PROBLEM REQUIREMENTS » Can you convert everything from the start of the records down to the line containing "[0,0,200,132]", both ends included, into a Markdown table with the columns Row and Line, numbering each line and leaving out blank lines and pictures?

RAW RECORDS »
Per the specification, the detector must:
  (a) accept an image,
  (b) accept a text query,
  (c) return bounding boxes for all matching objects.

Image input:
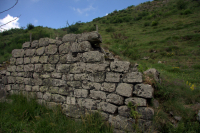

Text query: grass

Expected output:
[0,95,113,133]
[0,0,200,132]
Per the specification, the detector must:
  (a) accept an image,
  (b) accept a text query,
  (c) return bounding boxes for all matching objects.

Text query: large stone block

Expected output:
[56,64,70,73]
[97,102,117,114]
[45,45,58,54]
[24,64,34,72]
[71,41,92,52]
[12,49,24,58]
[74,89,88,97]
[59,42,71,54]
[106,94,124,105]
[83,51,104,62]
[78,31,102,44]
[105,72,122,82]
[39,38,49,47]
[108,115,135,132]
[48,55,59,64]
[125,97,147,106]
[70,62,85,73]
[86,62,109,73]
[25,49,35,56]
[88,72,105,82]
[101,83,116,92]
[51,94,66,102]
[116,83,133,97]
[22,42,31,48]
[16,58,24,65]
[123,72,142,83]
[90,90,106,100]
[110,61,130,73]
[36,47,45,55]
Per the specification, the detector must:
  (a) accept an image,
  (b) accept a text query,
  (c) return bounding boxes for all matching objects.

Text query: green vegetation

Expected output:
[0,95,113,133]
[0,0,200,133]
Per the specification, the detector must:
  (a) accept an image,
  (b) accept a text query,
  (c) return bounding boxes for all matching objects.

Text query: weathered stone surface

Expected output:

WORKED SOLUTION »
| Row | Line |
|---|---|
| 1 | Per the specification, the detector must: |
| 2 |   (a) accept an image, |
| 3 |   (b) accept a text query, |
| 4 |   (c) return bounding boxes for all matching objects. |
| 5 | Image input: |
| 6 | Text query: grass |
| 7 | Expected output: |
| 8 | [0,95,113,133] |
| 9 | [0,0,200,132] |